# THE PROBLEM
Can you print the stretch of the data from the line containing "Dear assistant, the user would like the blazer lapel" through the line containing "[244,296,402,370]", with every line reproduced unchanged?

[Raw data]
==============================
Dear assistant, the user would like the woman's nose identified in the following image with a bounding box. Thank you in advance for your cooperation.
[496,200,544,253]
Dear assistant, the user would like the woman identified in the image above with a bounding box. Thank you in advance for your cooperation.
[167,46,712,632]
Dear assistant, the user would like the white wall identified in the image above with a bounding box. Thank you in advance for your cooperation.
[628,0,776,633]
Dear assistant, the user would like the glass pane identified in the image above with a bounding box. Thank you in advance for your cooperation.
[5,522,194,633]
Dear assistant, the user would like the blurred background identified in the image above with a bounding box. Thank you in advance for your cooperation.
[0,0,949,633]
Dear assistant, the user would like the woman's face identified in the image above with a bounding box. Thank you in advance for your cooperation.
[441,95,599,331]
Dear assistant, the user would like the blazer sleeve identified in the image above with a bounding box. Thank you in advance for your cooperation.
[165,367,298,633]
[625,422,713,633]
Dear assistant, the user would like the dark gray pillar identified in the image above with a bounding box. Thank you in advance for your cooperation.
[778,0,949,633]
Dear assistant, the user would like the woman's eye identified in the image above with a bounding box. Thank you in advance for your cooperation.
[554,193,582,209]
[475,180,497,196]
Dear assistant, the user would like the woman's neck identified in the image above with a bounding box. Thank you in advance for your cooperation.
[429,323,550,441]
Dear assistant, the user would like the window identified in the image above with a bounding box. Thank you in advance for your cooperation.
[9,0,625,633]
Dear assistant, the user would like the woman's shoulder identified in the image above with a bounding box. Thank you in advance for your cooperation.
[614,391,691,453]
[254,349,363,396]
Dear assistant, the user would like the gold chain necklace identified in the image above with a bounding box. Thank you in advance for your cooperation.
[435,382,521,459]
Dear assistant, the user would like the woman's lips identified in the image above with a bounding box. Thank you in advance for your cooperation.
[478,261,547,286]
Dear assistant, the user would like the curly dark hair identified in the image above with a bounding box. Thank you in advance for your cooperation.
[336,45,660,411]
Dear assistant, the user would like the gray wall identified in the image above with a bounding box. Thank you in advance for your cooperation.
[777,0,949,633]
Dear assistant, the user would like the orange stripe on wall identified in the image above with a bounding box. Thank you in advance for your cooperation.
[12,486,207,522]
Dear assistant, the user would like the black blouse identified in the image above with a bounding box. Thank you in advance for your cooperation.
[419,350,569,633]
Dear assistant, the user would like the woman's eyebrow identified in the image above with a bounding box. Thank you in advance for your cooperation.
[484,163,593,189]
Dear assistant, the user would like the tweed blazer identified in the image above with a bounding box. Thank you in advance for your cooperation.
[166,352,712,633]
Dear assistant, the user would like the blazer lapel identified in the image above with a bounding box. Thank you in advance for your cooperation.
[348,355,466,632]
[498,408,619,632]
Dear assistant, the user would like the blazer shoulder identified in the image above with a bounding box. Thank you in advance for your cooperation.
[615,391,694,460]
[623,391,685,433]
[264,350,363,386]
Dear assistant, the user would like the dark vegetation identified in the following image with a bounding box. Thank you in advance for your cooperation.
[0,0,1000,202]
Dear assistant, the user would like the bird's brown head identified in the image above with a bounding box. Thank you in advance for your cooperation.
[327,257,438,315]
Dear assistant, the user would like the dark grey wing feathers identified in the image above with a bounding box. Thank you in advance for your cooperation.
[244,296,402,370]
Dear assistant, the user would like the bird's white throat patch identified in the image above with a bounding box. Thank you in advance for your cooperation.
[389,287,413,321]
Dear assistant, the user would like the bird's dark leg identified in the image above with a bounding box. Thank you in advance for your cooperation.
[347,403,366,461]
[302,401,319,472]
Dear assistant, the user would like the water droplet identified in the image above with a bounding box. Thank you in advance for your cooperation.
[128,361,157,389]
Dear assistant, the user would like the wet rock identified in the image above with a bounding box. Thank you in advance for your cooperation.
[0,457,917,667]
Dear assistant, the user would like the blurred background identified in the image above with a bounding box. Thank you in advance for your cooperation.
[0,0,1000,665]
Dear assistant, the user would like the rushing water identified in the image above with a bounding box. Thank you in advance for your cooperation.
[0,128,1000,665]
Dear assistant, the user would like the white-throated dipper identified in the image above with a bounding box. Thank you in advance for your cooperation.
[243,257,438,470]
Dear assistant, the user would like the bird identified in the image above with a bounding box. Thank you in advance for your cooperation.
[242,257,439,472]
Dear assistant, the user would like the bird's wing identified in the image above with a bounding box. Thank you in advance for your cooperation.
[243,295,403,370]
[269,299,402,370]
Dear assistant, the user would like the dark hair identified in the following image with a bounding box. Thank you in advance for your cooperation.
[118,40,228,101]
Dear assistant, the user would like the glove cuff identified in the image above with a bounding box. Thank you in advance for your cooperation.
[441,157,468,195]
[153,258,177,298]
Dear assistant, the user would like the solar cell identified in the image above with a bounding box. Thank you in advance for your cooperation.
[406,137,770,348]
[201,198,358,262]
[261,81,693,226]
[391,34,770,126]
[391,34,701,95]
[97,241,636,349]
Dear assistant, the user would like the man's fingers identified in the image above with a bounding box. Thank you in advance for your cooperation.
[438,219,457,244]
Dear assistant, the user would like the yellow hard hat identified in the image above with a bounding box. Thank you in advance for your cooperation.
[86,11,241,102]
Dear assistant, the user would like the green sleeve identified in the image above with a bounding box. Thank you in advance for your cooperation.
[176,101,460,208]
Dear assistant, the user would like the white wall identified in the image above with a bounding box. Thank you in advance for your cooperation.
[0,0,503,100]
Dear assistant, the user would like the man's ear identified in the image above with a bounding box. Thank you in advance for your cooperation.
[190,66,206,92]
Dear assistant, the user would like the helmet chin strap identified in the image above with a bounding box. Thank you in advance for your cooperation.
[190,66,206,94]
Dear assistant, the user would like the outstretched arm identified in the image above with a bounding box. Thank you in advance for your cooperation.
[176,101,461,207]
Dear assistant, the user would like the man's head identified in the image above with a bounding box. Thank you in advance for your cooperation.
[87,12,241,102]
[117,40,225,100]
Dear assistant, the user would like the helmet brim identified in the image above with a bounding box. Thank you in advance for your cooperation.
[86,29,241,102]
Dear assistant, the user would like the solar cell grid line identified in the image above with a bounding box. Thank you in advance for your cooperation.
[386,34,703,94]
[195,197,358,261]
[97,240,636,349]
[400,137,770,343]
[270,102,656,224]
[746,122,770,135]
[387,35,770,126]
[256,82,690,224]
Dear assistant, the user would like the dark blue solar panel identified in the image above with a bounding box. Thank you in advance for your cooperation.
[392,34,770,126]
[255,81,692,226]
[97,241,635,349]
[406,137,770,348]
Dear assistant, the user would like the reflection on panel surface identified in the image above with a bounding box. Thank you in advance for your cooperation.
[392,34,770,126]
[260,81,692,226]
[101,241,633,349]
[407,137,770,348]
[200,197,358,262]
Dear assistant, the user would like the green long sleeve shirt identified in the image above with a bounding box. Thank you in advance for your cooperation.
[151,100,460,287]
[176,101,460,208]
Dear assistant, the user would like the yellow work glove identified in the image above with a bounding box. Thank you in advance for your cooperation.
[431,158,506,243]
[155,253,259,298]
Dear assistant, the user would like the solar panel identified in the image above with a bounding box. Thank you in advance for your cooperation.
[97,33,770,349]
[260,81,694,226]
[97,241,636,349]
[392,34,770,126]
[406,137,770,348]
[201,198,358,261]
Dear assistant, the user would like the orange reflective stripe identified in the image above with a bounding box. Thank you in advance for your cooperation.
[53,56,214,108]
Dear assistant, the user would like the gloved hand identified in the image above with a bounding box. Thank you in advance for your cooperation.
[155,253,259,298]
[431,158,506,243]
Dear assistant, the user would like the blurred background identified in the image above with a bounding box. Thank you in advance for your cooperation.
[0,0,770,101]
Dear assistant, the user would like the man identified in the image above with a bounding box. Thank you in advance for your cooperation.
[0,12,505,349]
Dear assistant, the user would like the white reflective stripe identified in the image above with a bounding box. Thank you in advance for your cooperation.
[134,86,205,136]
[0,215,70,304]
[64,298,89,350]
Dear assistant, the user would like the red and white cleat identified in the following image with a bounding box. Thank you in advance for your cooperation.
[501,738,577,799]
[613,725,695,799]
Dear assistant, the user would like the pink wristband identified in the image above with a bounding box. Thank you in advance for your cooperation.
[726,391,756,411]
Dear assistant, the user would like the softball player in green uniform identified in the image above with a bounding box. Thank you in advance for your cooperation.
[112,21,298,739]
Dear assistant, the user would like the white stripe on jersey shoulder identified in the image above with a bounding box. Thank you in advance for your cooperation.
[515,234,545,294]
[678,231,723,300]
==============================
# WRITTEN SOLUTION
Dear assistant, the user would like the blazer lapel identified in the image above with a bounding box. Thank you in advance for your cooperation.
[348,355,466,632]
[498,408,619,632]
Dear assistant, the user would like the blazer shoulder identified in the image above with a bounding box. Thank you in advance for your cooperation.
[615,391,694,460]
[623,391,685,433]
[264,350,363,386]
Dear assistant, the user would like the dark vegetation identified in the following image with a bounding box. Thank you in advance for your cooperation.
[0,0,1000,202]
Dear assistant, the user would like the bird's brown head identified in the image above with a bounding box. Thank you in advance for your cooperation.
[327,257,438,315]
Dear assistant, the user would like the dark grey wing feathers identified in the image above with a bounding box. Thank you in advance for your cooperation.
[244,296,402,370]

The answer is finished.